▸ **The request**:
Output every item below verbatim, line for line, leaving out the pictures.

_ _ _ _

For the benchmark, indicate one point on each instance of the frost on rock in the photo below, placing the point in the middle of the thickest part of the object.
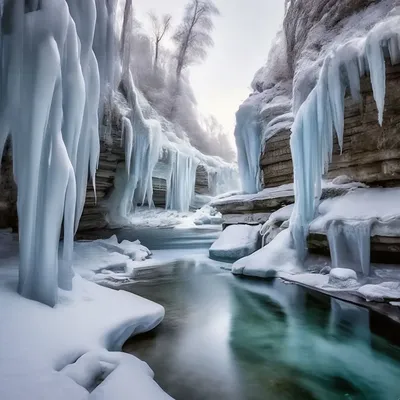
(236, 242)
(49, 105)
(342, 278)
(322, 113)
(385, 291)
(248, 143)
(278, 256)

_ _ _ _

▸ **Full response**:
For the benchmark, indicate one point on each instance of the frost on rock in the photo below, placing the point in the middle of the thickest part of the object.
(236, 242)
(49, 105)
(342, 278)
(322, 113)
(385, 291)
(248, 143)
(278, 256)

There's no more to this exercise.